*Exercise instructions:* Extract every line starting at the line that contains "gradient sunset sky -> point" and ending with the final line of the data, inclusive; give only those lines, word for word.

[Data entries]
◆ ◆ ◆ ◆
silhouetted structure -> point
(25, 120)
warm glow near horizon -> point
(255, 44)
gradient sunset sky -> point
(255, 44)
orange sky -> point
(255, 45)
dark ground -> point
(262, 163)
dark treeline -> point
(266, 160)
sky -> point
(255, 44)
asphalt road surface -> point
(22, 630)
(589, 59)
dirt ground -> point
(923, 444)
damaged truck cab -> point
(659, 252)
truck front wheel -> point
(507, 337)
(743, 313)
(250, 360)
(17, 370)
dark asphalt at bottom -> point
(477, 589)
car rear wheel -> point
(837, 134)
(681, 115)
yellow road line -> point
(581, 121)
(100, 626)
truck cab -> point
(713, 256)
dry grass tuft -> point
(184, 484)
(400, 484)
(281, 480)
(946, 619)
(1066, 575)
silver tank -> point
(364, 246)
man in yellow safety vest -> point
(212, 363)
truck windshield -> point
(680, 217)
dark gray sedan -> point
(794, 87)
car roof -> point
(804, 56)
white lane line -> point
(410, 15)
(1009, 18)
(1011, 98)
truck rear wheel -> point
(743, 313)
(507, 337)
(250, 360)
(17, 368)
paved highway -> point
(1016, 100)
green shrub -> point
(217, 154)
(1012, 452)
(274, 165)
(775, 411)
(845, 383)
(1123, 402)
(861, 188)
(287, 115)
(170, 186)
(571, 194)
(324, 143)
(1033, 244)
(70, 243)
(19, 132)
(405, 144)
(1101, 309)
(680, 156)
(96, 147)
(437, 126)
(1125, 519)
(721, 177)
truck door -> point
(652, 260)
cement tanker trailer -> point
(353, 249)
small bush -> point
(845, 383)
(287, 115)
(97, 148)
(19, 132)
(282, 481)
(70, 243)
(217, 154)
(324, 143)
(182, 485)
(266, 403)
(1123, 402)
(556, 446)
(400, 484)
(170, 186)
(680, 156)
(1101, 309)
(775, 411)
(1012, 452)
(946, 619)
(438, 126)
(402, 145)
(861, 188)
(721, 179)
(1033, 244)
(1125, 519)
◆ ◆ ◆ ◆
*Worked answer:*
gradient sunset sky -> point
(255, 44)
orange sky -> point
(255, 45)
dark ground -> point
(262, 163)
dark treeline -> point
(266, 160)
sky -> point
(255, 44)
asphalt road surface -> point
(22, 630)
(589, 59)
dirt ground -> point
(923, 444)
damaged truck cab -> point
(659, 252)
truck front wheel -> point
(507, 337)
(743, 313)
(250, 360)
(17, 370)
dark asphalt at bottom -> point
(477, 589)
car rear wheel -> point
(837, 134)
(681, 115)
yellow road line -> point
(581, 121)
(100, 626)
truck cab -> point
(713, 256)
dry grass tuft -> point
(184, 484)
(400, 484)
(281, 480)
(946, 619)
(1066, 575)
silver tank -> point
(364, 246)
man in yellow safety vest -> point
(212, 363)
truck windshield -> point
(680, 217)
dark gray sedan -> point
(794, 87)
car roof -> point
(804, 56)
white lane line -> point
(410, 15)
(1009, 18)
(1011, 98)
truck rear wheel -> point
(743, 313)
(507, 337)
(250, 360)
(17, 368)
paved highway -> point
(1016, 100)
green shrub -> point
(217, 154)
(1012, 452)
(274, 165)
(775, 411)
(845, 383)
(1123, 402)
(861, 188)
(287, 115)
(170, 186)
(571, 194)
(324, 143)
(1033, 244)
(70, 243)
(19, 132)
(405, 144)
(1101, 309)
(680, 156)
(96, 147)
(437, 126)
(1125, 519)
(721, 177)
truck door -> point
(652, 260)
cement tanker trailer -> point
(353, 249)
small bush -> point
(845, 383)
(287, 115)
(97, 148)
(19, 132)
(282, 481)
(70, 243)
(217, 154)
(324, 143)
(182, 485)
(266, 403)
(1123, 402)
(556, 446)
(400, 484)
(170, 186)
(680, 156)
(1101, 309)
(775, 411)
(1012, 452)
(946, 619)
(438, 126)
(402, 145)
(861, 188)
(721, 179)
(1033, 244)
(1125, 519)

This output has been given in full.